[Excerpts from a pointing dataset]
○ ○ ○ ○
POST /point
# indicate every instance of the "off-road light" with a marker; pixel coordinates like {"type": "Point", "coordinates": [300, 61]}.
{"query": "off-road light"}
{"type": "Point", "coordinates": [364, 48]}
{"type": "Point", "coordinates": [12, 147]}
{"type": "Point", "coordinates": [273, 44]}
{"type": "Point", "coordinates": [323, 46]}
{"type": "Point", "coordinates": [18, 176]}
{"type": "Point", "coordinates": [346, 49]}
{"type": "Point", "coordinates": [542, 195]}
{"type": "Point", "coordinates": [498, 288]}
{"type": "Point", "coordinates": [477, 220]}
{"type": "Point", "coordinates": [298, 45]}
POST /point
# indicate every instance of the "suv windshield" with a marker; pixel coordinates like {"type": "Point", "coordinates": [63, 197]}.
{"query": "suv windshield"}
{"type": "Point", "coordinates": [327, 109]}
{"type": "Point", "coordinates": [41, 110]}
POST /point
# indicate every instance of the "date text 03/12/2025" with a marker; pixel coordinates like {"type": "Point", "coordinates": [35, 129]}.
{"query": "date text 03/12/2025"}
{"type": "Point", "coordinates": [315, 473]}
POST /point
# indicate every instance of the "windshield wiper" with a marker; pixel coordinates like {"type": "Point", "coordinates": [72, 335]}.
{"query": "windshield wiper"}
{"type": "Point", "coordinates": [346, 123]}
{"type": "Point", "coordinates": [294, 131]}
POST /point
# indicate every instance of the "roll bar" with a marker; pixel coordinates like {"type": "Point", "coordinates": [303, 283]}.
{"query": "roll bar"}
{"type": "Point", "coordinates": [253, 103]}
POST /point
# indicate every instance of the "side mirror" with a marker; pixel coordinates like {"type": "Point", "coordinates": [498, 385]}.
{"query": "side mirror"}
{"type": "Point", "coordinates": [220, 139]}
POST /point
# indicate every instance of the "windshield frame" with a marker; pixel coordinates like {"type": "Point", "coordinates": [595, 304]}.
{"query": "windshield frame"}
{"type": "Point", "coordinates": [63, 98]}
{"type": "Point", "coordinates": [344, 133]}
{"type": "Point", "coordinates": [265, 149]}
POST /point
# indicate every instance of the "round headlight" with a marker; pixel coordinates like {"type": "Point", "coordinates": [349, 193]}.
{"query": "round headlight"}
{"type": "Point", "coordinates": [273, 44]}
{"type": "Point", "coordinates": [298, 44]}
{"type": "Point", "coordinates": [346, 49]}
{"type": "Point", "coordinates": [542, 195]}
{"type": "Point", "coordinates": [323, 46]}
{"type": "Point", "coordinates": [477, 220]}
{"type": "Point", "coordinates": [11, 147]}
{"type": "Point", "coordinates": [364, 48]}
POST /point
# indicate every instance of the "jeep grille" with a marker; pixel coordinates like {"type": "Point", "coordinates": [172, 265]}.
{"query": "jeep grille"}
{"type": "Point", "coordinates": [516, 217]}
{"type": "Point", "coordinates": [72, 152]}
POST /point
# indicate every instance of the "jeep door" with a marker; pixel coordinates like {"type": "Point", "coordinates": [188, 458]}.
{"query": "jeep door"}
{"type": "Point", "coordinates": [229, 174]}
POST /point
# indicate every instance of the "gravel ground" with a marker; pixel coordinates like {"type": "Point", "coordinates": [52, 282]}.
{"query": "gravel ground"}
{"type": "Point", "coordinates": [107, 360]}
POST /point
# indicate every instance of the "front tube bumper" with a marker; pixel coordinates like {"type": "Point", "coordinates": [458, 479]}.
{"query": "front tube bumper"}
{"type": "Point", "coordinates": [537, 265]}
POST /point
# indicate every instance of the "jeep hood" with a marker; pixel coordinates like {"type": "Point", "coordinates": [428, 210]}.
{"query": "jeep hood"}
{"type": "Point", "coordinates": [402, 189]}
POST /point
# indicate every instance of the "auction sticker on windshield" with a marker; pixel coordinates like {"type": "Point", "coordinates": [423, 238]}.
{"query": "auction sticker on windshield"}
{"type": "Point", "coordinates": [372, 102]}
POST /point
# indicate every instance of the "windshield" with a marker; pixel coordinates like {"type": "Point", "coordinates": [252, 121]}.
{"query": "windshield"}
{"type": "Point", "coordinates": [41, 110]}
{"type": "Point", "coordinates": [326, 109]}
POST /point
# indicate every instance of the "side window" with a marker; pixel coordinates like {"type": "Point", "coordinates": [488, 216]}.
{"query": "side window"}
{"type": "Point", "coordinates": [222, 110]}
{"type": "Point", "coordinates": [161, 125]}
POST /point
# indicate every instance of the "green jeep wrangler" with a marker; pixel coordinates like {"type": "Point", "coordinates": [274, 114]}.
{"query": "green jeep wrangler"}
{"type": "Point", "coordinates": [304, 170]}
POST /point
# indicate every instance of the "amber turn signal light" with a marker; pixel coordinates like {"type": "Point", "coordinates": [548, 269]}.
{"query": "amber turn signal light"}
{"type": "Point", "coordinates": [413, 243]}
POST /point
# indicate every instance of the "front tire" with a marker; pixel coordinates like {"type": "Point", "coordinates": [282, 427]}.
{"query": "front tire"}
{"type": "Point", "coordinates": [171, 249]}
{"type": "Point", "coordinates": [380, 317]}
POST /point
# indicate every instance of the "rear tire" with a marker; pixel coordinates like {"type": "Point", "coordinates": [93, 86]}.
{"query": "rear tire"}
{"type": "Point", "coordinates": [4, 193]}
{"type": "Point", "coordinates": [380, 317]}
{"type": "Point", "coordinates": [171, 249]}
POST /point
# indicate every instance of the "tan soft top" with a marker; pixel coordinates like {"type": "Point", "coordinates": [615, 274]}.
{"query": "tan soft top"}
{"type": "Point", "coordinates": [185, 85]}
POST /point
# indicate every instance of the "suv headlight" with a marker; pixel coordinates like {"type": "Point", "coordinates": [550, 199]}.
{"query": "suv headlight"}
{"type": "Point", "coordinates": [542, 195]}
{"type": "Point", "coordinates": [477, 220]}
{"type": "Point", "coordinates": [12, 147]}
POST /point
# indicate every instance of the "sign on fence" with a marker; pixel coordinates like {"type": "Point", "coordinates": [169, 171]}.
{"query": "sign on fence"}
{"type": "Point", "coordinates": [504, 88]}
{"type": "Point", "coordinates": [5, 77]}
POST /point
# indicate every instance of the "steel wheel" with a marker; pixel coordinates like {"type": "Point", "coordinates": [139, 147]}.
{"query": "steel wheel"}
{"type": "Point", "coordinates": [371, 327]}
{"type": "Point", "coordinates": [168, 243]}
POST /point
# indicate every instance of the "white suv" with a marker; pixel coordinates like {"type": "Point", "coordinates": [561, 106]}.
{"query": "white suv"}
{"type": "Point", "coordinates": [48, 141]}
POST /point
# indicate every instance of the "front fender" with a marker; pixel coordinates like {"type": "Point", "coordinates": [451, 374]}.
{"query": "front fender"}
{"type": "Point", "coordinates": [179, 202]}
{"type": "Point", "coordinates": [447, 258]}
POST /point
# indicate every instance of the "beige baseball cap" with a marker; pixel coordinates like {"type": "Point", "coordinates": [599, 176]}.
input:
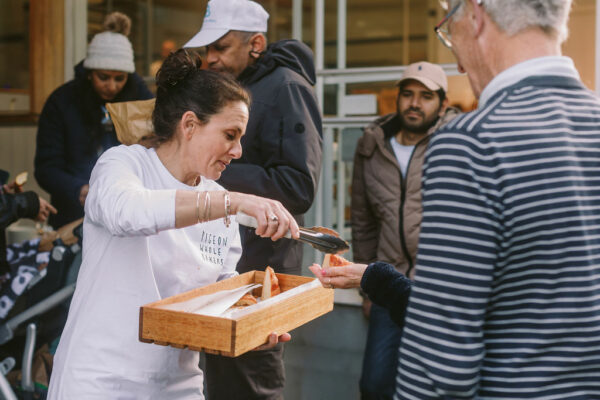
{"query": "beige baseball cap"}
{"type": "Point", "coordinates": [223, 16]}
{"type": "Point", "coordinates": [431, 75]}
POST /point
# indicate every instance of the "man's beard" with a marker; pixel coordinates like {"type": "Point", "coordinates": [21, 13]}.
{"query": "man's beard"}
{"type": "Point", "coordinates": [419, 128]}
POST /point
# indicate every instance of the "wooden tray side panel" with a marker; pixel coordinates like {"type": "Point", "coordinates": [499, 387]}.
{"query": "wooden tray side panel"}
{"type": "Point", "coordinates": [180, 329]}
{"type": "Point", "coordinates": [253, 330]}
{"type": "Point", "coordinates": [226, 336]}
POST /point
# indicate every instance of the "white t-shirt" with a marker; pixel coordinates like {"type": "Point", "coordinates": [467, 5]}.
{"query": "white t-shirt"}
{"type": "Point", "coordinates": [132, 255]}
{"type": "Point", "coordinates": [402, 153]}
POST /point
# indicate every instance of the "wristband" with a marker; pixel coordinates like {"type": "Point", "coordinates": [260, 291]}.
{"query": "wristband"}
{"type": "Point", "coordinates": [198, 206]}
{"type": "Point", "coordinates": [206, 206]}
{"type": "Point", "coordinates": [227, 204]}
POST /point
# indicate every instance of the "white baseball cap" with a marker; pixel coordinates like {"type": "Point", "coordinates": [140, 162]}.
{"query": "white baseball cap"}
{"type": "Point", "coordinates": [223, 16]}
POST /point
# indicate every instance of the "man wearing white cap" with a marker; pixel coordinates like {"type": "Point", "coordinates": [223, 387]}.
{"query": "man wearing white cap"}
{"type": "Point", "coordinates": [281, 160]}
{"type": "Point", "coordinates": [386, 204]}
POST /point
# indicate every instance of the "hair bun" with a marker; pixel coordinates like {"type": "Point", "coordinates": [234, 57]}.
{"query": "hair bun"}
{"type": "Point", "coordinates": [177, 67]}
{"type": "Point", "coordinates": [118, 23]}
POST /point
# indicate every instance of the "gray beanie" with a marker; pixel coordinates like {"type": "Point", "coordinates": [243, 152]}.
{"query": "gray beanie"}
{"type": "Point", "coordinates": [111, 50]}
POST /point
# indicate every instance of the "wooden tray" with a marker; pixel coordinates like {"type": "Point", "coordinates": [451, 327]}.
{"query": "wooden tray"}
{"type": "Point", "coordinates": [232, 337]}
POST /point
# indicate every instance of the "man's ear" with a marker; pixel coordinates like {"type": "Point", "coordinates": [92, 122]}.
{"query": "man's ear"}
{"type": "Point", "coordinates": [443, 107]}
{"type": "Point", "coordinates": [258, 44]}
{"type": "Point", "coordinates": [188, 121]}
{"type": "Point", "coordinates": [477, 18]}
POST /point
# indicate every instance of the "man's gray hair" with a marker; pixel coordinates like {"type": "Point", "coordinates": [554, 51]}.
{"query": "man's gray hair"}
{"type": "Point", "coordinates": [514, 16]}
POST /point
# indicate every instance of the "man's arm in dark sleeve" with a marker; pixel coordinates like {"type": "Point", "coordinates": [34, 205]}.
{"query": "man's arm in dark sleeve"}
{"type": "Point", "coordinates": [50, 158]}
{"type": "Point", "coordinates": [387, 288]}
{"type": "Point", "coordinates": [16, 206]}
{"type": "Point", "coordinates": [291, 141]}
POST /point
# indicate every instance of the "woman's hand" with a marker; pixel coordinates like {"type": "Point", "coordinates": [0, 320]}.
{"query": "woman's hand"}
○ ○ ○ ○
Pick out every line in the records above that contains the string "tire", and copy each of those lines.

# indicate every instance of the "front tire" with a marker; pixel coordinates like {"type": "Point", "coordinates": [282, 427]}.
{"query": "front tire"}
# indicate every instance of the "rear tire" with a marker; pixel coordinates like {"type": "Point", "coordinates": [93, 86]}.
{"query": "rear tire"}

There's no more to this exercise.